AIM OF THE TASK » Reproduce the part of the cranberry text that starts with "A dwarf, low" and goes on through "and sunny position.", word for word.

DOCUMENT EXCERPT »
A dwarf, low growing, trailing shrub, some 8 cm high, rather like heather in appearance and found in acidic bogs throughout the Northern part of the Northern hemisphere. The native Cranberry can still be found growing wild in Scotland. However, the garden varieties are derived from the New England Cranberry. In New England, the Cranberries are cultivated on bogs. Cranberries are self-fertile.
It is a fruit that requires moist acidic soil, apparently less than pH 4.5, but you do not need to go as far as flooding your growing bed!! There should not be too many problems in providing suitable conditions in Scotland or the North of England, as most of these soils tend to be naturally acidic. If you choose a damp area to grow them in, you have good conditions to grow Cranberries. Try to provide a moisture retentive and sunny position.

SUPPLIED DATA »
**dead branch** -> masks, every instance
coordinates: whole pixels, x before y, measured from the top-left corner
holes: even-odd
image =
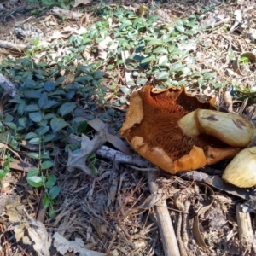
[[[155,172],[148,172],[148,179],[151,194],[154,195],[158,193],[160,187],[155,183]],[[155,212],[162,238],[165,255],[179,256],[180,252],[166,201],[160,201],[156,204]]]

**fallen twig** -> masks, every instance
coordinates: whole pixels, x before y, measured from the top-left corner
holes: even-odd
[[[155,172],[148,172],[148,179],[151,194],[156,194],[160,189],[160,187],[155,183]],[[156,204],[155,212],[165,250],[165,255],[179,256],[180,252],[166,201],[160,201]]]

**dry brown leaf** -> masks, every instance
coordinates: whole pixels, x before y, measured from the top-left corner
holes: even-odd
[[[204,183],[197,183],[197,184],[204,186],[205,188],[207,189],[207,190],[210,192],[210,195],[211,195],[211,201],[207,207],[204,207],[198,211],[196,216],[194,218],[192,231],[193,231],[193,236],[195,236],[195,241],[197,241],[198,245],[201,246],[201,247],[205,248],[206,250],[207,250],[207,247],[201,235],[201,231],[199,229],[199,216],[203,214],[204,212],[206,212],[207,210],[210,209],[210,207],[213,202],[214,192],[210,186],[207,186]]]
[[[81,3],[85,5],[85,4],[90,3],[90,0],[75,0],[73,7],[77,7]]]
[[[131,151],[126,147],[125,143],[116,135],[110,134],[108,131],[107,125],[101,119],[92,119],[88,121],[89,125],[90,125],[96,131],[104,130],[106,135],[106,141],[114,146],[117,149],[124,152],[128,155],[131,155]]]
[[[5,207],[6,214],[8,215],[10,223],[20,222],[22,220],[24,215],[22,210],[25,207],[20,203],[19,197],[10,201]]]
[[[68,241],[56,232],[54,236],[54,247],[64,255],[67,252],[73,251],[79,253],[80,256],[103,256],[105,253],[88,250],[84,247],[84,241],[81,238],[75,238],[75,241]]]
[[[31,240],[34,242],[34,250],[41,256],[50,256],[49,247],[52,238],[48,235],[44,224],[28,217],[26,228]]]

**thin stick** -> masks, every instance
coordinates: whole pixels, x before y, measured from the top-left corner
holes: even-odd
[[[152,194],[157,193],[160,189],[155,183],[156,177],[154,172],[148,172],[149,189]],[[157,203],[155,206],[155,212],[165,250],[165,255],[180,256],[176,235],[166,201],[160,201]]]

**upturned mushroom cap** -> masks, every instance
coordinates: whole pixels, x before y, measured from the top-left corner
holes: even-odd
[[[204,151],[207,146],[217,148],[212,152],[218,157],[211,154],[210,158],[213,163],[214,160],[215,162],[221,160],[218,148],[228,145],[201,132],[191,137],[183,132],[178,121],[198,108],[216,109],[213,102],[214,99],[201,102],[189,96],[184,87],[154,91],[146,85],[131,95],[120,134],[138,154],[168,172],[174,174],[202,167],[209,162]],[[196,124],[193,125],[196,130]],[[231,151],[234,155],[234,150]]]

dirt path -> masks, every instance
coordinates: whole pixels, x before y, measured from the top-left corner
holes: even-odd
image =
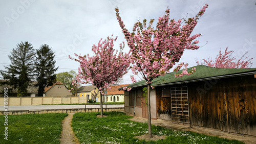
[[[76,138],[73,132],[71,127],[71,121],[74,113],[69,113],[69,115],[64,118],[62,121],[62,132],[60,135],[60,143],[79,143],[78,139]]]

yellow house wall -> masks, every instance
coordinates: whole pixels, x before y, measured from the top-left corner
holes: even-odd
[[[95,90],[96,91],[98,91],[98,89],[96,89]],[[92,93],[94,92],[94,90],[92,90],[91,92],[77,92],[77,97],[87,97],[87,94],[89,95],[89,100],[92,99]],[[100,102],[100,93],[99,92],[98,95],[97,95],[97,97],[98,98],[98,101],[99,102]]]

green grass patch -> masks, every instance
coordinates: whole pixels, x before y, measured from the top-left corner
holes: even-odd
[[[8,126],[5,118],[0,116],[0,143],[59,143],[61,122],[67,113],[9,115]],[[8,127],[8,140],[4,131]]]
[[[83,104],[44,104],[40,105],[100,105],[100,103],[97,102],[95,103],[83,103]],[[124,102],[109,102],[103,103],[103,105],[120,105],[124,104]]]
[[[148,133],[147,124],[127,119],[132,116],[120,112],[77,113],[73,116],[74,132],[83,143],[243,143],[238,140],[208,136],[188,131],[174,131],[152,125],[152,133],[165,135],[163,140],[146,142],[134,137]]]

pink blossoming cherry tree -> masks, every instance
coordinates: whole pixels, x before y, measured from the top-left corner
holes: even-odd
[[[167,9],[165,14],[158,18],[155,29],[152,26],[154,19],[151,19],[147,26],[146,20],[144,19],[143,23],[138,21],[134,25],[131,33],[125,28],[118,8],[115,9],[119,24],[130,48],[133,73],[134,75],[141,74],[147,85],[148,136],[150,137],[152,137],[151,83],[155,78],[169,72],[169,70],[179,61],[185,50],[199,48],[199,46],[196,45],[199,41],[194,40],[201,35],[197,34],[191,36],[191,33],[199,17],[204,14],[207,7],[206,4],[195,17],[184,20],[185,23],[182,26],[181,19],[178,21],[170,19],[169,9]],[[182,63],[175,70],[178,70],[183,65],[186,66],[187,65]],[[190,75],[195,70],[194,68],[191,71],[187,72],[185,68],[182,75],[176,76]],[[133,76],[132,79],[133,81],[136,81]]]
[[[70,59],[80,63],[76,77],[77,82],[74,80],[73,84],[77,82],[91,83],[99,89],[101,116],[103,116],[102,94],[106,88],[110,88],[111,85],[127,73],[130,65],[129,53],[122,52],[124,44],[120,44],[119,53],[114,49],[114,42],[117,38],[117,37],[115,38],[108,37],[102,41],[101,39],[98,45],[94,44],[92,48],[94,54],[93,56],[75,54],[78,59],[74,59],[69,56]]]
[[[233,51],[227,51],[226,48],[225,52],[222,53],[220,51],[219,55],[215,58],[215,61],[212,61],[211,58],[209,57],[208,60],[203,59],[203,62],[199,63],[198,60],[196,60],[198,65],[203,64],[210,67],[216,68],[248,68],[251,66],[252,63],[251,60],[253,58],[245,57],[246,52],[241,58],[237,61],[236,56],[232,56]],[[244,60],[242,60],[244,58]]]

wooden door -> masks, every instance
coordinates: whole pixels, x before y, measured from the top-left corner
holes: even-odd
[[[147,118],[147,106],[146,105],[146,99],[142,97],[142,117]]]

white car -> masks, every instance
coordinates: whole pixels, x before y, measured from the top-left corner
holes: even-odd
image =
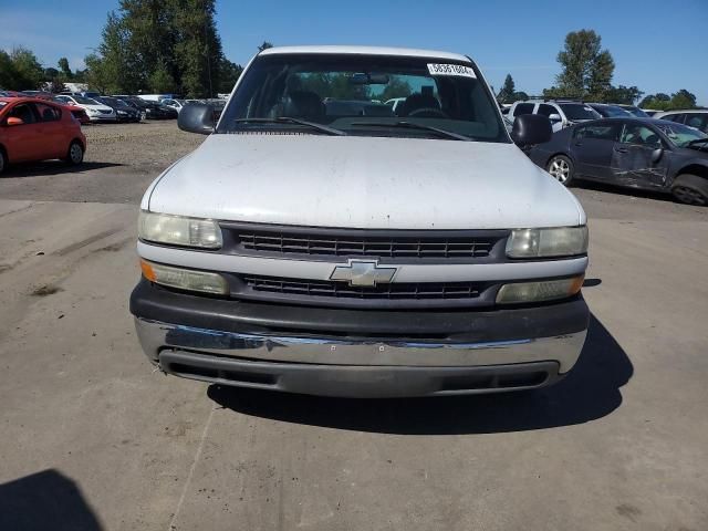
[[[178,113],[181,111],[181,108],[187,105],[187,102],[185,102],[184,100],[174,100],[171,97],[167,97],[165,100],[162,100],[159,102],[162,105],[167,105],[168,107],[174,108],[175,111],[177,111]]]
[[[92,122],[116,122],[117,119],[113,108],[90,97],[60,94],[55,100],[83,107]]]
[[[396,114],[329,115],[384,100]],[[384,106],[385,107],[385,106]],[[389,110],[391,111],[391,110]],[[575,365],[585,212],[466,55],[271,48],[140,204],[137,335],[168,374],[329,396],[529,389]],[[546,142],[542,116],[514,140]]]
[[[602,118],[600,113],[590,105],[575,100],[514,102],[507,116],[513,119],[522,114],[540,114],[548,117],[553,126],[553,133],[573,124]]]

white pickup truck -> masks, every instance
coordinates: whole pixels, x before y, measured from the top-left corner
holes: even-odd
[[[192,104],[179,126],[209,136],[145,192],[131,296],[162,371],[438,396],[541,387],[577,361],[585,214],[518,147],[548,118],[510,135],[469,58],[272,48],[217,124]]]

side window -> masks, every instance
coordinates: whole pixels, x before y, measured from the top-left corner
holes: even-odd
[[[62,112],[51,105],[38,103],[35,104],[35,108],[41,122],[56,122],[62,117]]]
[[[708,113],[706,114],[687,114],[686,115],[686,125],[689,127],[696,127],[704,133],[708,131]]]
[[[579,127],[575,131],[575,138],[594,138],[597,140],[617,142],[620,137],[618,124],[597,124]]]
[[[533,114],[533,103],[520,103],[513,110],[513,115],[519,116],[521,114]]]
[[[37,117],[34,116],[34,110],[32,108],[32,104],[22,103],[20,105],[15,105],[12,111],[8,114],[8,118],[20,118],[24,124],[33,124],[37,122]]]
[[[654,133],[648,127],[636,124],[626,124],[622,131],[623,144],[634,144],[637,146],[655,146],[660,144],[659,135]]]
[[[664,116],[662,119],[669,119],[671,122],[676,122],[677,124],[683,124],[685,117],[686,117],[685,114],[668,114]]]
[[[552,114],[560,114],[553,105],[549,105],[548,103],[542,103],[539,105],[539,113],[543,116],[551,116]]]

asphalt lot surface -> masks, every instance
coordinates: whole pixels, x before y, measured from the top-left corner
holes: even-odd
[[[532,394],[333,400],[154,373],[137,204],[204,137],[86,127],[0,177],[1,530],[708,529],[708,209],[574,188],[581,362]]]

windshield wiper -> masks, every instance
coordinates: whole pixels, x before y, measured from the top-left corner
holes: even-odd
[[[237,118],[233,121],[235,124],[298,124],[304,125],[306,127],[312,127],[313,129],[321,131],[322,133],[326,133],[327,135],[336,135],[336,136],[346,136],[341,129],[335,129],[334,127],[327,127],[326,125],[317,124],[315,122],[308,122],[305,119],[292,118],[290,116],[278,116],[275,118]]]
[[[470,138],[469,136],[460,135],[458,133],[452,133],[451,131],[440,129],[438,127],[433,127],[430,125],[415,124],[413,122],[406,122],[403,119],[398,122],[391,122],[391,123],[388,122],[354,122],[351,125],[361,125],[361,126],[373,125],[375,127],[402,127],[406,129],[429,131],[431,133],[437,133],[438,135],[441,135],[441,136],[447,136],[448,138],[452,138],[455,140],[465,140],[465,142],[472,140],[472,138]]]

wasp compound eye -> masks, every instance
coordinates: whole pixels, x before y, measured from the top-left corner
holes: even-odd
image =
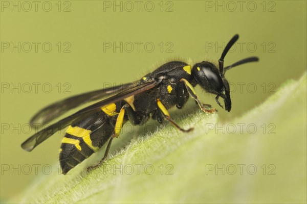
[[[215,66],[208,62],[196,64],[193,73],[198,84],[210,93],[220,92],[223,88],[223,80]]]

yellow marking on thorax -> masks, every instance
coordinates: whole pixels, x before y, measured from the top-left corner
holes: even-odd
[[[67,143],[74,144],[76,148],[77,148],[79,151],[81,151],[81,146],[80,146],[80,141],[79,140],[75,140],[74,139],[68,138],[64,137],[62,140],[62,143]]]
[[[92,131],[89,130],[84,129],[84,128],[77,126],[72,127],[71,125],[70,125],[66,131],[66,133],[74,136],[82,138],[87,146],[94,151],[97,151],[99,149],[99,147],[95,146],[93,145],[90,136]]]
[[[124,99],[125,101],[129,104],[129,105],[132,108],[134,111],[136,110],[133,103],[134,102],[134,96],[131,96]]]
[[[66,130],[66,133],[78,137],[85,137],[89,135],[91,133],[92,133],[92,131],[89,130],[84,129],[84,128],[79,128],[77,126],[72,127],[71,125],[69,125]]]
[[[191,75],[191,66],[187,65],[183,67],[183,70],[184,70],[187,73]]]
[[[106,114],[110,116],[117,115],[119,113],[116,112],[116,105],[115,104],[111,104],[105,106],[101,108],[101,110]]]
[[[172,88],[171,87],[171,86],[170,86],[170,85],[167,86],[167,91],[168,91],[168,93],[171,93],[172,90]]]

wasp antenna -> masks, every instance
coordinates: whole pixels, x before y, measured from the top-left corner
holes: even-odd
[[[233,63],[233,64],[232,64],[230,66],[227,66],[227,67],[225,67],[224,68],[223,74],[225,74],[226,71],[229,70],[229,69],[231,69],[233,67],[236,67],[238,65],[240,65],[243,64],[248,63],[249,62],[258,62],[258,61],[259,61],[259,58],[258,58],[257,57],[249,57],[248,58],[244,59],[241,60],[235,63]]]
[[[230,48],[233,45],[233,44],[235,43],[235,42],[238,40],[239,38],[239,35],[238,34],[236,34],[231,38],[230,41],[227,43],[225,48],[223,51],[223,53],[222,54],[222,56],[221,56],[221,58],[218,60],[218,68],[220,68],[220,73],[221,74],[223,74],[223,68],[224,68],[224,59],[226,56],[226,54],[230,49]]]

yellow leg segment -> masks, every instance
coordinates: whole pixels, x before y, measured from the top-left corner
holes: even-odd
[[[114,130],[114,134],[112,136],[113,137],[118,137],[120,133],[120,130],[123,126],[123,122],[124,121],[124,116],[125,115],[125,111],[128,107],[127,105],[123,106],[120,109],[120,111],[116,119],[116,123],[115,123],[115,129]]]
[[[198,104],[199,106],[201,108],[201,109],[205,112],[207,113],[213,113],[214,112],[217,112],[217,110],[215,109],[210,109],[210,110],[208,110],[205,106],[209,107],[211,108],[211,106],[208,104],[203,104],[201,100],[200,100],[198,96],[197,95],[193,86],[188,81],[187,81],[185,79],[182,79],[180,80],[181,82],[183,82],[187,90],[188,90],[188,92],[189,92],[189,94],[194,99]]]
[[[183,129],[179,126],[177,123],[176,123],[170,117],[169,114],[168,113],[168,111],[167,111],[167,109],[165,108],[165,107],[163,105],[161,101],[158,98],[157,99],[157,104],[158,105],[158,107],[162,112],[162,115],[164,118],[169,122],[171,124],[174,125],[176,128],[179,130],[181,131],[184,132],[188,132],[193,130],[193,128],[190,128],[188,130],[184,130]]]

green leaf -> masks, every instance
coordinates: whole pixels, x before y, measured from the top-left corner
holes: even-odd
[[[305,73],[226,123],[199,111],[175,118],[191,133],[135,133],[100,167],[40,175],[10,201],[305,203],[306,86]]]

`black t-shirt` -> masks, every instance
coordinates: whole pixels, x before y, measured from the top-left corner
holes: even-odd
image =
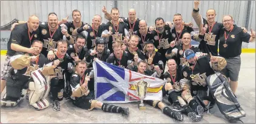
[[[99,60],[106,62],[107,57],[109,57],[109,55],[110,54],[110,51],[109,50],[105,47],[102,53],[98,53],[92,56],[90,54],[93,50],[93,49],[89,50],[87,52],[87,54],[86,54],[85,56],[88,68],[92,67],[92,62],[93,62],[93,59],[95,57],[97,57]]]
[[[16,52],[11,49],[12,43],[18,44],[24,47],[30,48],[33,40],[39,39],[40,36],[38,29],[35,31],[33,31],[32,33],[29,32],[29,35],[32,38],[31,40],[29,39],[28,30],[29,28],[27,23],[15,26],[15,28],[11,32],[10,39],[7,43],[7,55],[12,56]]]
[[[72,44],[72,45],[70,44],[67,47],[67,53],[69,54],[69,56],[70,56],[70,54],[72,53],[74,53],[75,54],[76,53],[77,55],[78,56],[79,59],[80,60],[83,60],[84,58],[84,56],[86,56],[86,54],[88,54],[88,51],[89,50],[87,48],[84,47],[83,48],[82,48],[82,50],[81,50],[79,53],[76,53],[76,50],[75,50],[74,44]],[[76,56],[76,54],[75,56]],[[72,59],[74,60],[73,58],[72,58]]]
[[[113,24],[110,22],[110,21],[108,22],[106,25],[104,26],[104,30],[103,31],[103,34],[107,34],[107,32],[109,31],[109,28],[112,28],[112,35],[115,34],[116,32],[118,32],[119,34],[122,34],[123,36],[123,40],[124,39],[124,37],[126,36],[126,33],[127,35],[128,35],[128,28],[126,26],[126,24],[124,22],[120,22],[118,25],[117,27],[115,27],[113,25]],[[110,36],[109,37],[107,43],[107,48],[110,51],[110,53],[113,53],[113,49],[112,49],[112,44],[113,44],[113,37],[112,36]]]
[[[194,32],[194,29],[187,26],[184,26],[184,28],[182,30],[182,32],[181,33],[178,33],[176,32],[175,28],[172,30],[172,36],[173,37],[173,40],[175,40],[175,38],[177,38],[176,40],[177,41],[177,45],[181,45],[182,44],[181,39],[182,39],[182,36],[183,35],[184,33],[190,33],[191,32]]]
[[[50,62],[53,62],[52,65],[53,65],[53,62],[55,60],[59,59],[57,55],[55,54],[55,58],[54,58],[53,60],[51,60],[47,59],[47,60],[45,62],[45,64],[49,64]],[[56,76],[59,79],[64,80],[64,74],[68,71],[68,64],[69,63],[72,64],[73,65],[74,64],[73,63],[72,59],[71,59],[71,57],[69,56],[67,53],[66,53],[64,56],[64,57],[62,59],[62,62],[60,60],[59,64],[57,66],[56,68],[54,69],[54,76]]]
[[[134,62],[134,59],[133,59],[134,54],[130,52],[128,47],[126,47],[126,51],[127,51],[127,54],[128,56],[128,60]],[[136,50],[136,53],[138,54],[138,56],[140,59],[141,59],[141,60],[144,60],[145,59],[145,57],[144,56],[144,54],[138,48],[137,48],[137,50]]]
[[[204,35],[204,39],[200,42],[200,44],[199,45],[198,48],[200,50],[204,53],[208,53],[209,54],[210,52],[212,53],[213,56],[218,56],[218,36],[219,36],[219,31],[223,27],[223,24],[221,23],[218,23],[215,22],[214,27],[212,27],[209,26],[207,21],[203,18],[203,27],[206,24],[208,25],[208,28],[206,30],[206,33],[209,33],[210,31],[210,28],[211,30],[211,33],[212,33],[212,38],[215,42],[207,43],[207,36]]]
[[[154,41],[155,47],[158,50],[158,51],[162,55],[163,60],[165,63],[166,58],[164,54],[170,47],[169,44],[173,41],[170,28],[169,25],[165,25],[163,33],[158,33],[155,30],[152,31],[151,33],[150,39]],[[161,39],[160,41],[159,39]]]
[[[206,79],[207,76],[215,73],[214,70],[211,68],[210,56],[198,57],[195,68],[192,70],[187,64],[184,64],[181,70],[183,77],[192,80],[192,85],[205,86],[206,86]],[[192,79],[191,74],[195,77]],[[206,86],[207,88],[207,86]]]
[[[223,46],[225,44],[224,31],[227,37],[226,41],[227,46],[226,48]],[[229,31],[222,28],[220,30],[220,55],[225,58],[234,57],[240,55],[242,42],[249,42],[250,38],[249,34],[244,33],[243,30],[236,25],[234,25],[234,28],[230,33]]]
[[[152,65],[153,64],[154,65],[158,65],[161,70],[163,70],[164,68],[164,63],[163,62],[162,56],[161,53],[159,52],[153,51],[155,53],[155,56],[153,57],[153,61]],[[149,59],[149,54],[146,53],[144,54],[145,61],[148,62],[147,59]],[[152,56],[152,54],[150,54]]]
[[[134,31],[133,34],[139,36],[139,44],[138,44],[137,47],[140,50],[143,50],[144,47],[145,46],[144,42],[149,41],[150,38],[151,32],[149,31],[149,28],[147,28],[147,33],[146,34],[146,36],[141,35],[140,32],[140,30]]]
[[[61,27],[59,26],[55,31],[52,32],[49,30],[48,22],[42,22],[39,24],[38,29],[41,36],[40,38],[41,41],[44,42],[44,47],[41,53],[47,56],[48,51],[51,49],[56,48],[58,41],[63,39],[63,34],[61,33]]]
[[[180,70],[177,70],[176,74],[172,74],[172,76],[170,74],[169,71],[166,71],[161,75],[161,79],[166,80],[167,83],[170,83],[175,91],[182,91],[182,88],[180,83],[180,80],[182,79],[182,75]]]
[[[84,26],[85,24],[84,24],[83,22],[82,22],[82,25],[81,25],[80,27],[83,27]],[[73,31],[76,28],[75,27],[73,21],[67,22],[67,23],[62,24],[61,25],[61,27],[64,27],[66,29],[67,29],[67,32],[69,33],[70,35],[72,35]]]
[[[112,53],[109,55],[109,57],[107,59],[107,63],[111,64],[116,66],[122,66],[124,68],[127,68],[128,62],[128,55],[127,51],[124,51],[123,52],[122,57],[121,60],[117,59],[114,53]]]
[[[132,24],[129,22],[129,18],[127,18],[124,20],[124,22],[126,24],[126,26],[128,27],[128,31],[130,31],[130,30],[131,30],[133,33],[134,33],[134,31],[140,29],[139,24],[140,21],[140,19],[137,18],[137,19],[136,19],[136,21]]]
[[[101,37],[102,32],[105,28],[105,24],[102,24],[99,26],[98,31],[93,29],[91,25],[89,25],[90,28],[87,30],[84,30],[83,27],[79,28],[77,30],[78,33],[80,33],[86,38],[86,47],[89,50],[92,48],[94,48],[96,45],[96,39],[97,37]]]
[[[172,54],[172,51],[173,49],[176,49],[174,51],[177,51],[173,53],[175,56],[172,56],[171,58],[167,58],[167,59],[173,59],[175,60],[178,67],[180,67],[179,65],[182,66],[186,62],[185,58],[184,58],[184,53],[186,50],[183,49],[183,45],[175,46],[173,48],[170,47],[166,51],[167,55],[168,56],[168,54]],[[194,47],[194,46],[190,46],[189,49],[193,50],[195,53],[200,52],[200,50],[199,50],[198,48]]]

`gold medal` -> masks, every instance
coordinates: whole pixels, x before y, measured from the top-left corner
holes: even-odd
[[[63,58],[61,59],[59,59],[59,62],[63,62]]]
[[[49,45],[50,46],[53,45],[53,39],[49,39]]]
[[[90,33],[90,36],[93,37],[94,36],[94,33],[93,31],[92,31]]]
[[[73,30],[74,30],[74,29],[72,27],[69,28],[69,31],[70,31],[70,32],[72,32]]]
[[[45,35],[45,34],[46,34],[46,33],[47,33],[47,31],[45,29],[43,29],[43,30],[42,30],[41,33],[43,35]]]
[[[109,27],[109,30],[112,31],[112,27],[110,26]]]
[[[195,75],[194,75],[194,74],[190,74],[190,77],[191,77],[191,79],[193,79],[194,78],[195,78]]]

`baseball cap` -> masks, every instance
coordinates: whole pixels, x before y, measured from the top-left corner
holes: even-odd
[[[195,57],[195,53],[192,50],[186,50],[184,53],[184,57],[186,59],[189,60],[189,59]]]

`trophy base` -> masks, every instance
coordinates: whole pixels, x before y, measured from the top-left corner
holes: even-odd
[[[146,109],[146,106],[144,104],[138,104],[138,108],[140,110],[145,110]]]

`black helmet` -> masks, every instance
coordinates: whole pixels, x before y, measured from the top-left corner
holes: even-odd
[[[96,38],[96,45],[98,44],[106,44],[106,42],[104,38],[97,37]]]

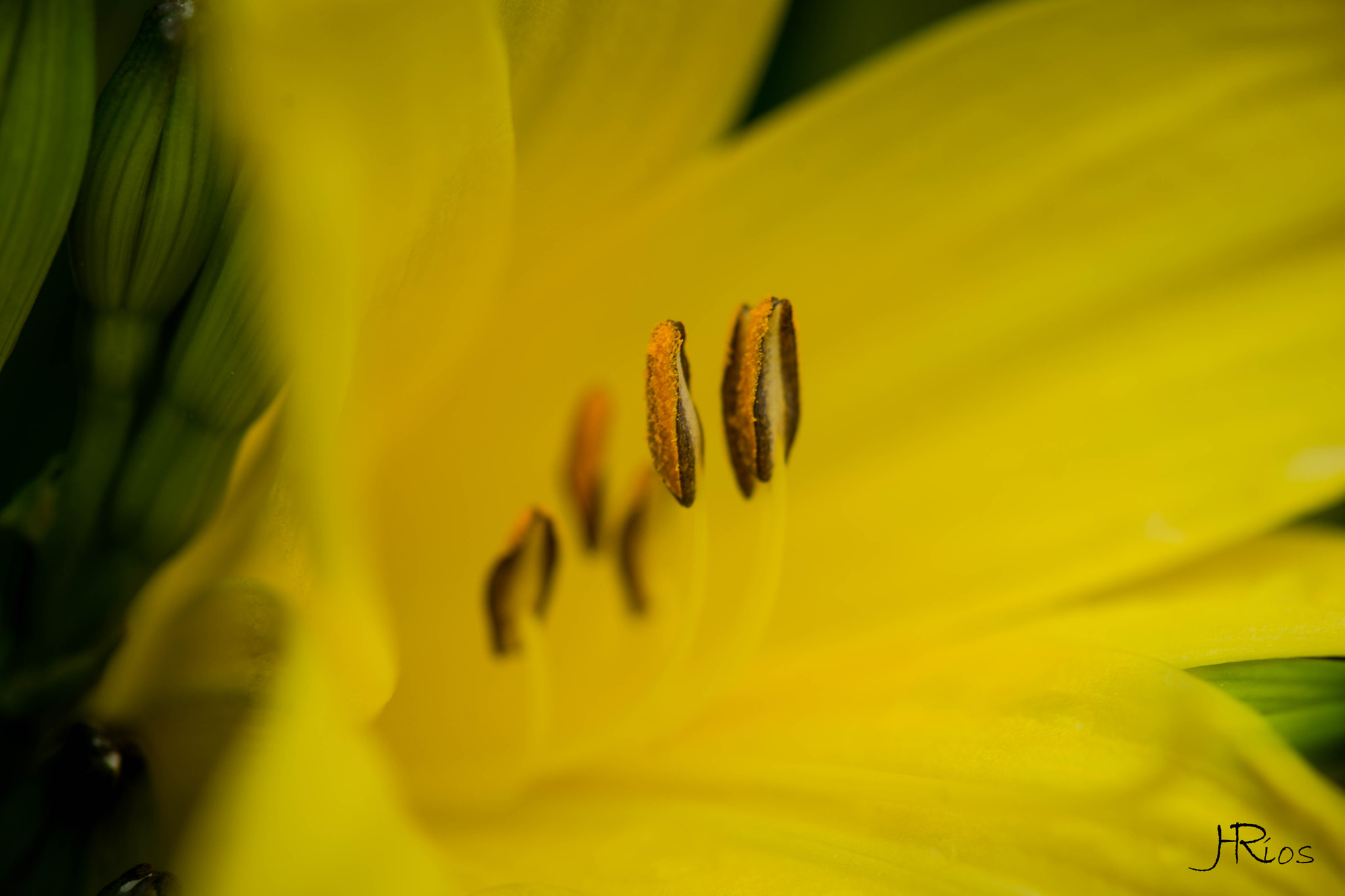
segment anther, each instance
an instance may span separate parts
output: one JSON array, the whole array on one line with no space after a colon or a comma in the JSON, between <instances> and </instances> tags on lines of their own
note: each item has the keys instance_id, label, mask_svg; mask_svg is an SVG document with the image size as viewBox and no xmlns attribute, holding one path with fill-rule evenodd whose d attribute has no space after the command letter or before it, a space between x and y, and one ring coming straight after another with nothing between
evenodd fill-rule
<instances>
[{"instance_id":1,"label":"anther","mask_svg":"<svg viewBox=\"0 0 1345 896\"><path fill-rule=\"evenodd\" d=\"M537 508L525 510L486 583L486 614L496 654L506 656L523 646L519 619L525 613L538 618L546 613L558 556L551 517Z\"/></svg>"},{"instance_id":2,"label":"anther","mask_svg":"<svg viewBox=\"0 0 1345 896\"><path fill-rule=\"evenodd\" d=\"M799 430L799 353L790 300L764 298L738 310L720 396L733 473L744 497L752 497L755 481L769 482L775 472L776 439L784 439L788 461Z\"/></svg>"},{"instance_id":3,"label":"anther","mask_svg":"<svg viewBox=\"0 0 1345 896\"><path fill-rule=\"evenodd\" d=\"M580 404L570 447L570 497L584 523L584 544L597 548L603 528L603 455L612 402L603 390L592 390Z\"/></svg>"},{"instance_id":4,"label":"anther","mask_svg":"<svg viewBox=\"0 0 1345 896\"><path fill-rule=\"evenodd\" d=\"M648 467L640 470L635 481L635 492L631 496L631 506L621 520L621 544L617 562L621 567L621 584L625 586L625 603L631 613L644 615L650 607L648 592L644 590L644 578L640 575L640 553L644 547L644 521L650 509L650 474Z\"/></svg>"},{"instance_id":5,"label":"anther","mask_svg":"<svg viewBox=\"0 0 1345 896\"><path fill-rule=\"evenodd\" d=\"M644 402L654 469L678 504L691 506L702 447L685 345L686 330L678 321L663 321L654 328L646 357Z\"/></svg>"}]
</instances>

EXERCISE RESPONSE »
A dwarf, low growing, trailing shrub, some 8 cm high, rather like heather in appearance and found in acidic bogs throughout the Northern part of the Northern hemisphere. The native Cranberry can still be found growing wild in Scotland. However, the garden varieties are derived from the New England Cranberry. In New England, the Cranberries are cultivated on bogs. Cranberries are self-fertile.
It is a fruit that requires moist acidic soil, apparently less than pH 4.5, but you do not need to go as far as flooding your growing bed!! There should not be too many problems in providing suitable conditions in Scotland or the North of England, as most of these soils tend to be naturally acidic. If you choose a damp area to grow them in, you have good conditions to grow Cranberries. Try to provide a moisture retentive and sunny position.